> [EXTRACTED ENTRIES]:
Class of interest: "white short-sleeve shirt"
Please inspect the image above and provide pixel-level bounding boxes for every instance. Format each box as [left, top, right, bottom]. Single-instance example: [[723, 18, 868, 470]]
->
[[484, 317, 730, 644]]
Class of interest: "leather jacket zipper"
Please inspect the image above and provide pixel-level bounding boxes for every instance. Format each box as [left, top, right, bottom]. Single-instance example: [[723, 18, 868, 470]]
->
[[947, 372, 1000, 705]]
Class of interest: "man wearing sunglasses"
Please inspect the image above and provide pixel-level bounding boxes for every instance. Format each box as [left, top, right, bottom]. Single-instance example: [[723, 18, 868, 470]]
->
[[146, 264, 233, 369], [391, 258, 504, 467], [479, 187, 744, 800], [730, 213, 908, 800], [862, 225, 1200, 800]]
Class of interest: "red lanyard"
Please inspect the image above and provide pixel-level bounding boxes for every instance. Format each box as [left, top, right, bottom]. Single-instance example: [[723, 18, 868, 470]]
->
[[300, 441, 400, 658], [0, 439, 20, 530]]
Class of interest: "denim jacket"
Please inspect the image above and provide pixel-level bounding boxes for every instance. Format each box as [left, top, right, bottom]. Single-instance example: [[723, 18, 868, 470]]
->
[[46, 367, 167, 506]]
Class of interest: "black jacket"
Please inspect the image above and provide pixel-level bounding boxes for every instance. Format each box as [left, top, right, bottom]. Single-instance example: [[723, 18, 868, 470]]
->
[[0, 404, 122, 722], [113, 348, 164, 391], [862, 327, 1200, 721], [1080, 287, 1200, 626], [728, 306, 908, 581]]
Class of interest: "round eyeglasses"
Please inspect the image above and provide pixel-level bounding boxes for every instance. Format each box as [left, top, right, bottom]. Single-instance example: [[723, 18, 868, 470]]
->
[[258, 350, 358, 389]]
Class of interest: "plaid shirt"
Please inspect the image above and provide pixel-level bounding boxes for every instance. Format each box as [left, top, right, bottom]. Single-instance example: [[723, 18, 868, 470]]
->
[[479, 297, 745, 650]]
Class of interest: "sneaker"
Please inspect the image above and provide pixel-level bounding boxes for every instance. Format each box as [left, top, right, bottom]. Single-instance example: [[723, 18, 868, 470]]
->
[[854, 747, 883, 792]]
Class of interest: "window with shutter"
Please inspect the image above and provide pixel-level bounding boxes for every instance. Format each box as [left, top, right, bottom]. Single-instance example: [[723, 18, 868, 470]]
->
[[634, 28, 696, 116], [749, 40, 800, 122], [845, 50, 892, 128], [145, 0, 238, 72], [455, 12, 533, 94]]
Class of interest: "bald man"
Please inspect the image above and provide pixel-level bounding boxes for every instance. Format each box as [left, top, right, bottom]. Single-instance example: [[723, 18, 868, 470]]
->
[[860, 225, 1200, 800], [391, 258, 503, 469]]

> [SET TASK]: Copy out all of the data above, replacing each "Class of interest" with "Target category" and leaving everything else as it is.

> [SOLUTION BELOW]:
Target category: "white short-sleeve shirt"
Please inspect the image above and provide pixel-level bounding boxes for every instance. Format each box as [left, top, right, bottom]. Single-instance example: [[723, 18, 868, 470]]
->
[[484, 317, 730, 644]]
Target category: "leather jacket zipper"
Please inspect the image above and provide pixel-level bounding boxes for every instance. Format each box as [left, top, right, bottom]. Single-instance example: [[723, 18, 868, 470]]
->
[[947, 372, 1000, 705]]
Target category: "man wearing sunglasses"
Please inspect the image above and provide pixel-level bounding boxes for every instance. Format each box as [left, top, right, bottom]. Single-instance example: [[723, 18, 868, 470]]
->
[[146, 264, 233, 369], [391, 258, 504, 467], [479, 187, 744, 800], [730, 213, 908, 800], [862, 225, 1200, 800]]
Target category: "red lanyard"
Please inspect the image above and provide pixel-level bounding boxes for every instance. Format each box as [left, top, right, bottom]. Single-instance example: [[723, 18, 868, 470]]
->
[[300, 441, 400, 658], [0, 439, 20, 530]]
Target category: "denim jacket"
Please inspect the image above and provide pixel-level bounding boxes for every instance. Format each box as [left, top, right, bottom]. Single-instance example: [[723, 18, 868, 470]]
->
[[46, 367, 167, 506]]
Target category: "black jacket"
Please inspect the image above and provide pixel-level bounding boxes for every instance. Format each box as [left, top, right, bottom]. Single-instance example: [[723, 18, 868, 470]]
->
[[0, 404, 122, 722], [113, 348, 164, 391], [862, 327, 1200, 721], [1080, 287, 1200, 626], [728, 306, 908, 581]]
Target category: "round eyeglasses"
Please inspect the image above and provide pixel-level bounding boxes for every instance. Format each box as [left, top, right, bottom]. Single-instance example: [[723, 18, 868, 470]]
->
[[258, 350, 358, 389]]
Target category: "plaid shirt"
Please inspect the image above and provide pixel-level bounding boxes for every instance. Format each box as [left, top, right, bottom]. Single-instance example: [[723, 18, 868, 470]]
->
[[479, 297, 745, 650]]
Target category: "sneaker"
Please inspect the image above and provide pixel-level bounding boxes for every instance. Format each box as [left, top, right, bottom]. Single-instance example: [[723, 18, 868, 470]]
->
[[854, 747, 883, 792]]
Target category: "window with shutter"
Please inspect the image above and provide pixel-level bounding boxes for every instance. Format each box as [left, top, right, bottom]. Single-instance example: [[723, 18, 868, 470]]
->
[[634, 28, 696, 116], [749, 40, 800, 122], [845, 50, 892, 128], [145, 0, 238, 72], [455, 12, 533, 94]]
Target category: "bald man"
Please inspect the image above and provide pixel-level bounding boxes for every instance. Format each box as [left, top, right, bottom]. Single-instance example: [[723, 18, 868, 470]]
->
[[860, 225, 1200, 800], [391, 258, 503, 469]]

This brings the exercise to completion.